§ ABOUT THIS EXERCISE:
Using the entries that follow, give only the number of lines with the word "shaped" in them.

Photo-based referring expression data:
::::

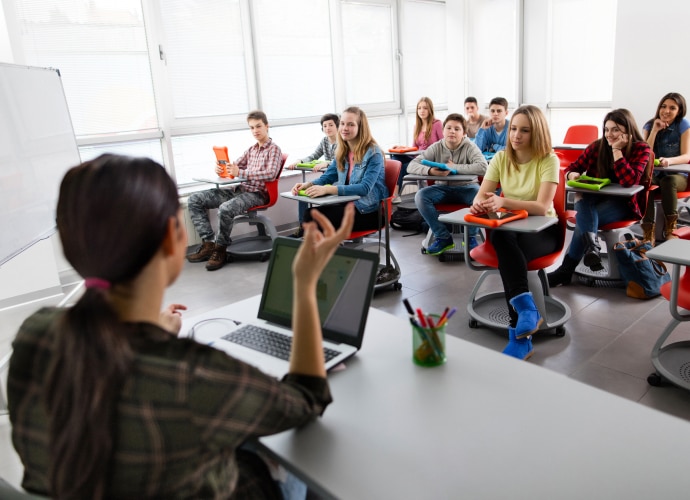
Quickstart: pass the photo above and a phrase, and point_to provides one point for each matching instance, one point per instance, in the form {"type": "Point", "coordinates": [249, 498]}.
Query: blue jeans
{"type": "Point", "coordinates": [427, 197]}
{"type": "Point", "coordinates": [595, 210]}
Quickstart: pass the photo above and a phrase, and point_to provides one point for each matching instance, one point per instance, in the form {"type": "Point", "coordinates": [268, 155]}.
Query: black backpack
{"type": "Point", "coordinates": [408, 219]}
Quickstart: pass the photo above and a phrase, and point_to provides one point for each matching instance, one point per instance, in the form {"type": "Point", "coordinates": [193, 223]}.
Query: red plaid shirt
{"type": "Point", "coordinates": [260, 164]}
{"type": "Point", "coordinates": [626, 171]}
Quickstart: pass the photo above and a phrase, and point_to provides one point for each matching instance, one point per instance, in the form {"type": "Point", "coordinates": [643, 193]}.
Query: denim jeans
{"type": "Point", "coordinates": [427, 197]}
{"type": "Point", "coordinates": [595, 210]}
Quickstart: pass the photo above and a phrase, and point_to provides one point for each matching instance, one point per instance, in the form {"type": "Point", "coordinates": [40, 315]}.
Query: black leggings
{"type": "Point", "coordinates": [514, 250]}
{"type": "Point", "coordinates": [334, 213]}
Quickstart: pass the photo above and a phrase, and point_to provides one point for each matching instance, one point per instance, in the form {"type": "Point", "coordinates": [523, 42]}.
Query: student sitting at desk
{"type": "Point", "coordinates": [427, 131]}
{"type": "Point", "coordinates": [326, 148]}
{"type": "Point", "coordinates": [106, 401]}
{"type": "Point", "coordinates": [620, 155]}
{"type": "Point", "coordinates": [358, 169]}
{"type": "Point", "coordinates": [668, 134]}
{"type": "Point", "coordinates": [461, 155]}
{"type": "Point", "coordinates": [473, 117]}
{"type": "Point", "coordinates": [528, 173]}
{"type": "Point", "coordinates": [258, 164]}
{"type": "Point", "coordinates": [492, 135]}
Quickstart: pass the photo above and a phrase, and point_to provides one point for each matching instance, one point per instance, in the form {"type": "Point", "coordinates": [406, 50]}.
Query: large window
{"type": "Point", "coordinates": [203, 50]}
{"type": "Point", "coordinates": [101, 51]}
{"type": "Point", "coordinates": [371, 75]}
{"type": "Point", "coordinates": [294, 54]}
{"type": "Point", "coordinates": [581, 64]}
{"type": "Point", "coordinates": [492, 62]}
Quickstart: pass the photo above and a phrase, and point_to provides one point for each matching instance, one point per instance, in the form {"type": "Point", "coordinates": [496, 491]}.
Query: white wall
{"type": "Point", "coordinates": [651, 58]}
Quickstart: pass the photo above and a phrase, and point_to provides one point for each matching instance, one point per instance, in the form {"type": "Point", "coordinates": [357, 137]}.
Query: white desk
{"type": "Point", "coordinates": [220, 181]}
{"type": "Point", "coordinates": [483, 425]}
{"type": "Point", "coordinates": [613, 189]}
{"type": "Point", "coordinates": [331, 199]}
{"type": "Point", "coordinates": [682, 168]}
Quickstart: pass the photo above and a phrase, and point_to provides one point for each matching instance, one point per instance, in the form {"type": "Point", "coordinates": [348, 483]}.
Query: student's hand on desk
{"type": "Point", "coordinates": [300, 185]}
{"type": "Point", "coordinates": [438, 171]}
{"type": "Point", "coordinates": [171, 318]}
{"type": "Point", "coordinates": [491, 203]}
{"type": "Point", "coordinates": [315, 191]}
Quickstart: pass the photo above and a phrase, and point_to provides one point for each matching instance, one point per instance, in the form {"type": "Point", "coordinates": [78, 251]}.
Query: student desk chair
{"type": "Point", "coordinates": [261, 243]}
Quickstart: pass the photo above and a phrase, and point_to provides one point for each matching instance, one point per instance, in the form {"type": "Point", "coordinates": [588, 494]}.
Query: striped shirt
{"type": "Point", "coordinates": [260, 164]}
{"type": "Point", "coordinates": [181, 416]}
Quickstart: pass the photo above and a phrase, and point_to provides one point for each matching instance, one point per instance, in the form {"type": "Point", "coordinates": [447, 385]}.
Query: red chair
{"type": "Point", "coordinates": [490, 309]}
{"type": "Point", "coordinates": [576, 134]}
{"type": "Point", "coordinates": [389, 273]}
{"type": "Point", "coordinates": [671, 360]}
{"type": "Point", "coordinates": [261, 243]}
{"type": "Point", "coordinates": [613, 232]}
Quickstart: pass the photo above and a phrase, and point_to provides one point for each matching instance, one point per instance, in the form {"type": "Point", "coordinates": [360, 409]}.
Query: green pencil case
{"type": "Point", "coordinates": [587, 182]}
{"type": "Point", "coordinates": [310, 164]}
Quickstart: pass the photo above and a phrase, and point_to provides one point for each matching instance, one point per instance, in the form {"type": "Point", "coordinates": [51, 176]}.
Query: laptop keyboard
{"type": "Point", "coordinates": [268, 341]}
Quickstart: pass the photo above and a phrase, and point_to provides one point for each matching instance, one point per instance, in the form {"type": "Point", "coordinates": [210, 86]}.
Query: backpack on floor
{"type": "Point", "coordinates": [408, 219]}
{"type": "Point", "coordinates": [643, 276]}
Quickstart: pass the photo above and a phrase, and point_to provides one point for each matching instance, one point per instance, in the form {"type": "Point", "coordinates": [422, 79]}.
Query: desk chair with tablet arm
{"type": "Point", "coordinates": [456, 253]}
{"type": "Point", "coordinates": [614, 232]}
{"type": "Point", "coordinates": [389, 269]}
{"type": "Point", "coordinates": [261, 243]}
{"type": "Point", "coordinates": [490, 309]}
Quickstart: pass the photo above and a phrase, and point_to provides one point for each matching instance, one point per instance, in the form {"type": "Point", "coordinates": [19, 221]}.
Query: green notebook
{"type": "Point", "coordinates": [587, 182]}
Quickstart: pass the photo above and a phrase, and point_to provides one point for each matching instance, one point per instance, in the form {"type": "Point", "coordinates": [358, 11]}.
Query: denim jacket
{"type": "Point", "coordinates": [368, 180]}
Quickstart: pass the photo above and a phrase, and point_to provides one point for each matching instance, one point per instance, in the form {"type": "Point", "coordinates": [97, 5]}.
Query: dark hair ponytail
{"type": "Point", "coordinates": [112, 216]}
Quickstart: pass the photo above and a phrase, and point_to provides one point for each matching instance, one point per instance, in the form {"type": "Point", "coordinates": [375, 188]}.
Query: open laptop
{"type": "Point", "coordinates": [344, 293]}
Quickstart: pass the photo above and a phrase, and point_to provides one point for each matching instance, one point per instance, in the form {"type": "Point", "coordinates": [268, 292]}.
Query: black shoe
{"type": "Point", "coordinates": [592, 257]}
{"type": "Point", "coordinates": [564, 274]}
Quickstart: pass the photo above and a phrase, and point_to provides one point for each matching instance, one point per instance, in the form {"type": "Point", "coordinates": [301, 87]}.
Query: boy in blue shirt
{"type": "Point", "coordinates": [492, 135]}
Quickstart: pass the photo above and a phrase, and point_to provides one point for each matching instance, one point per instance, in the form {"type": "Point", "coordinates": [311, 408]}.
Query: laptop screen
{"type": "Point", "coordinates": [343, 292]}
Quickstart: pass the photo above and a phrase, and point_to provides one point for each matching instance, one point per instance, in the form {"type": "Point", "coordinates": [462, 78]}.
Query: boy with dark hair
{"type": "Point", "coordinates": [460, 154]}
{"type": "Point", "coordinates": [474, 118]}
{"type": "Point", "coordinates": [259, 164]}
{"type": "Point", "coordinates": [493, 134]}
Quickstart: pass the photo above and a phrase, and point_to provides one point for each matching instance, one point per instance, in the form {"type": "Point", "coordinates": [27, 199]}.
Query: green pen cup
{"type": "Point", "coordinates": [429, 345]}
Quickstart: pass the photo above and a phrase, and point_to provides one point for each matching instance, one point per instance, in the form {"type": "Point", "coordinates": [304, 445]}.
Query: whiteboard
{"type": "Point", "coordinates": [37, 147]}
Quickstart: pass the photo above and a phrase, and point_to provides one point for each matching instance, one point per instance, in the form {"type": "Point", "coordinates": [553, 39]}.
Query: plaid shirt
{"type": "Point", "coordinates": [181, 416]}
{"type": "Point", "coordinates": [260, 164]}
{"type": "Point", "coordinates": [626, 171]}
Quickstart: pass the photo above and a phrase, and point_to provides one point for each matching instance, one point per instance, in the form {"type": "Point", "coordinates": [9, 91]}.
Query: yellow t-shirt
{"type": "Point", "coordinates": [523, 184]}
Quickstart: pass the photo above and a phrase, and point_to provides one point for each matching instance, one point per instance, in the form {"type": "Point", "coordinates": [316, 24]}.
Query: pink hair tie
{"type": "Point", "coordinates": [97, 283]}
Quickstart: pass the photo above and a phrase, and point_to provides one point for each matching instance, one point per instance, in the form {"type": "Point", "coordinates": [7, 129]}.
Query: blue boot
{"type": "Point", "coordinates": [529, 318]}
{"type": "Point", "coordinates": [518, 348]}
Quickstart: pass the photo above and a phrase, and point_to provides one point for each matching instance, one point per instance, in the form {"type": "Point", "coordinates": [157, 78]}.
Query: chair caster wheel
{"type": "Point", "coordinates": [655, 380]}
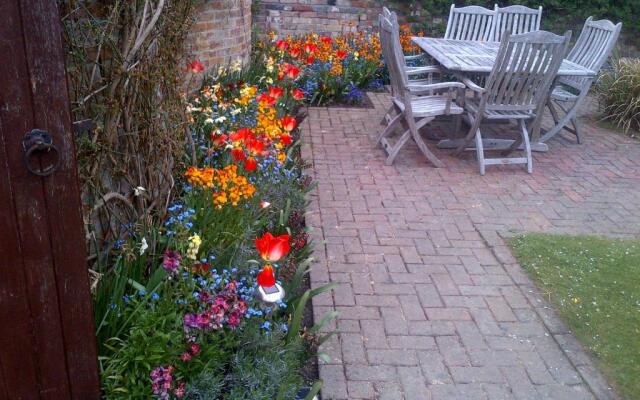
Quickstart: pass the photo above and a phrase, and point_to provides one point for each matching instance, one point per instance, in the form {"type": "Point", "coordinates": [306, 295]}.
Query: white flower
{"type": "Point", "coordinates": [143, 246]}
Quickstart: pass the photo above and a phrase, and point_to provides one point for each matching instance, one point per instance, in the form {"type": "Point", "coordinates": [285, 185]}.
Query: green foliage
{"type": "Point", "coordinates": [619, 93]}
{"type": "Point", "coordinates": [266, 367]}
{"type": "Point", "coordinates": [594, 284]}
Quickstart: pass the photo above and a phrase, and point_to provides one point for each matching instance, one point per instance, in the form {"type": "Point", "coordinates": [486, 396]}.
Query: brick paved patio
{"type": "Point", "coordinates": [432, 304]}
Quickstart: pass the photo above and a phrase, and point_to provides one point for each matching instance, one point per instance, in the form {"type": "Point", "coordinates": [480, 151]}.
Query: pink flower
{"type": "Point", "coordinates": [171, 261]}
{"type": "Point", "coordinates": [195, 66]}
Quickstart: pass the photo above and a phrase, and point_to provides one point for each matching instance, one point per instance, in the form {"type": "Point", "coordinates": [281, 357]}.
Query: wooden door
{"type": "Point", "coordinates": [47, 341]}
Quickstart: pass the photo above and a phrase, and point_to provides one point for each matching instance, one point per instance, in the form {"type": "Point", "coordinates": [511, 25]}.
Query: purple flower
{"type": "Point", "coordinates": [171, 261]}
{"type": "Point", "coordinates": [161, 381]}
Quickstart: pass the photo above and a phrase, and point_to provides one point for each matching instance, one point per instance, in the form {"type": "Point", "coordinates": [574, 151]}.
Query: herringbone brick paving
{"type": "Point", "coordinates": [432, 304]}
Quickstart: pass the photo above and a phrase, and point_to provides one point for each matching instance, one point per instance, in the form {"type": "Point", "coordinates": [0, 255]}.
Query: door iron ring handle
{"type": "Point", "coordinates": [37, 141]}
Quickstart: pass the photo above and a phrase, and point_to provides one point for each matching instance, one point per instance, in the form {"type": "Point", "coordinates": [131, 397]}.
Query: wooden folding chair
{"type": "Point", "coordinates": [414, 105]}
{"type": "Point", "coordinates": [516, 89]}
{"type": "Point", "coordinates": [516, 20]}
{"type": "Point", "coordinates": [596, 41]}
{"type": "Point", "coordinates": [470, 23]}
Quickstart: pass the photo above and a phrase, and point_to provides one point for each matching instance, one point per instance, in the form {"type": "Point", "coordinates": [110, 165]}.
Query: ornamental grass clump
{"type": "Point", "coordinates": [619, 94]}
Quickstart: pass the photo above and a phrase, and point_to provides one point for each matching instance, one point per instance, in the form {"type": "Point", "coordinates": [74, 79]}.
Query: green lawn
{"type": "Point", "coordinates": [594, 284]}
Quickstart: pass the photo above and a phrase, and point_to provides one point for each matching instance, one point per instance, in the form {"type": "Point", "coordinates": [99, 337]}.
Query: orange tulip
{"type": "Point", "coordinates": [288, 123]}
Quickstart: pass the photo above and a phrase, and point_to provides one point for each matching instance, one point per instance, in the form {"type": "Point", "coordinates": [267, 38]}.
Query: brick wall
{"type": "Point", "coordinates": [321, 16]}
{"type": "Point", "coordinates": [221, 32]}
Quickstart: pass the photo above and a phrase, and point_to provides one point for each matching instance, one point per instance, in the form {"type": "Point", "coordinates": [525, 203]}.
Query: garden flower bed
{"type": "Point", "coordinates": [178, 314]}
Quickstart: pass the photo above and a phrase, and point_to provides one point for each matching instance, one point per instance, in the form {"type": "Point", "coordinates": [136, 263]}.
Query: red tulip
{"type": "Point", "coordinates": [275, 92]}
{"type": "Point", "coordinates": [288, 123]}
{"type": "Point", "coordinates": [250, 164]}
{"type": "Point", "coordinates": [272, 248]}
{"type": "Point", "coordinates": [285, 140]}
{"type": "Point", "coordinates": [266, 100]}
{"type": "Point", "coordinates": [240, 135]}
{"type": "Point", "coordinates": [310, 47]}
{"type": "Point", "coordinates": [195, 66]}
{"type": "Point", "coordinates": [291, 71]}
{"type": "Point", "coordinates": [254, 146]}
{"type": "Point", "coordinates": [266, 278]}
{"type": "Point", "coordinates": [282, 45]}
{"type": "Point", "coordinates": [298, 94]}
{"type": "Point", "coordinates": [295, 53]}
{"type": "Point", "coordinates": [238, 154]}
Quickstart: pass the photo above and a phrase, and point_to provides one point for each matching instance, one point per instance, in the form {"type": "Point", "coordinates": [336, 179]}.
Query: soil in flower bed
{"type": "Point", "coordinates": [366, 103]}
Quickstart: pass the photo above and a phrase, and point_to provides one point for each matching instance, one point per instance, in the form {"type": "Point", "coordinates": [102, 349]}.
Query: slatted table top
{"type": "Point", "coordinates": [479, 57]}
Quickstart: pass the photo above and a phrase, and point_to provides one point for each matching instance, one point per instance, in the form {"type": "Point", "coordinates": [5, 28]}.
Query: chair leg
{"type": "Point", "coordinates": [527, 145]}
{"type": "Point", "coordinates": [457, 123]}
{"type": "Point", "coordinates": [395, 149]}
{"type": "Point", "coordinates": [553, 111]}
{"type": "Point", "coordinates": [390, 128]}
{"type": "Point", "coordinates": [480, 151]}
{"type": "Point", "coordinates": [475, 127]}
{"type": "Point", "coordinates": [576, 129]}
{"type": "Point", "coordinates": [421, 144]}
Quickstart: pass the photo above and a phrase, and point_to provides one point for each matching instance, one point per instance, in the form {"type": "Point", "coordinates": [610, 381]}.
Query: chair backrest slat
{"type": "Point", "coordinates": [392, 52]}
{"type": "Point", "coordinates": [524, 69]}
{"type": "Point", "coordinates": [470, 23]}
{"type": "Point", "coordinates": [593, 47]}
{"type": "Point", "coordinates": [516, 20]}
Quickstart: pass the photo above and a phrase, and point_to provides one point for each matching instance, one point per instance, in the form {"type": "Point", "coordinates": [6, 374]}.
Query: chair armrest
{"type": "Point", "coordinates": [416, 89]}
{"type": "Point", "coordinates": [471, 85]}
{"type": "Point", "coordinates": [427, 69]}
{"type": "Point", "coordinates": [416, 57]}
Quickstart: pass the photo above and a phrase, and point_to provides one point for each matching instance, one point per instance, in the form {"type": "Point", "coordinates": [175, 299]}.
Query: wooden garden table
{"type": "Point", "coordinates": [462, 57]}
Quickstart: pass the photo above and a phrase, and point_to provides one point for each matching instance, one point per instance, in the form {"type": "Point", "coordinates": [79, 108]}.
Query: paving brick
{"type": "Point", "coordinates": [371, 373]}
{"type": "Point", "coordinates": [413, 384]}
{"type": "Point", "coordinates": [353, 348]}
{"type": "Point", "coordinates": [392, 357]}
{"type": "Point", "coordinates": [487, 374]}
{"type": "Point", "coordinates": [373, 334]}
{"type": "Point", "coordinates": [337, 390]}
{"type": "Point", "coordinates": [360, 390]}
{"type": "Point", "coordinates": [395, 322]}
{"type": "Point", "coordinates": [448, 314]}
{"type": "Point", "coordinates": [433, 368]}
{"type": "Point", "coordinates": [500, 309]}
{"type": "Point", "coordinates": [428, 295]}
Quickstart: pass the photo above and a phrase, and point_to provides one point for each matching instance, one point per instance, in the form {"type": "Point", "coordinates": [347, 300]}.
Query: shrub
{"type": "Point", "coordinates": [619, 93]}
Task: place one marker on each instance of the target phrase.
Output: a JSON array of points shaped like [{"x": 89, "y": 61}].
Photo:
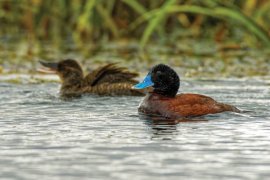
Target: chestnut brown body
[{"x": 182, "y": 105}]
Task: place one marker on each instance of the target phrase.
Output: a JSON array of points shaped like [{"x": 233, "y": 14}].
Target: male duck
[
  {"x": 106, "y": 80},
  {"x": 163, "y": 101}
]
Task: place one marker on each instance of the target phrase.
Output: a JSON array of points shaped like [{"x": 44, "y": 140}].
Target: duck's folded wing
[
  {"x": 197, "y": 105},
  {"x": 110, "y": 73}
]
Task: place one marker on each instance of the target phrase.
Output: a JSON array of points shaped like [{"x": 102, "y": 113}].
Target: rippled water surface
[{"x": 44, "y": 137}]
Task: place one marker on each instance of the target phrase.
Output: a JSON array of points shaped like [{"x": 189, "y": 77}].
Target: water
[{"x": 44, "y": 137}]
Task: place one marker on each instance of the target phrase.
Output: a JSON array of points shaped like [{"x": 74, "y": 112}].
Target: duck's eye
[{"x": 160, "y": 74}]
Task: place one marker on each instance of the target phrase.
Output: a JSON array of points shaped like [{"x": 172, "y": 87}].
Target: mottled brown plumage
[{"x": 106, "y": 80}]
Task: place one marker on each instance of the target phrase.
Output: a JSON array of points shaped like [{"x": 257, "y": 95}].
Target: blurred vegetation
[
  {"x": 51, "y": 29},
  {"x": 91, "y": 20}
]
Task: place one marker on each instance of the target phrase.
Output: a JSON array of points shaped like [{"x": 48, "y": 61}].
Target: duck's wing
[
  {"x": 197, "y": 105},
  {"x": 110, "y": 73}
]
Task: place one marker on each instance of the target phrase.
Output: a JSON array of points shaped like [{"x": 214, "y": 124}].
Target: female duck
[
  {"x": 162, "y": 100},
  {"x": 106, "y": 80}
]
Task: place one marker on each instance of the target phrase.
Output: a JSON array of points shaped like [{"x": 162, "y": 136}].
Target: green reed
[{"x": 85, "y": 21}]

::::

§ COMPLETED TASK:
11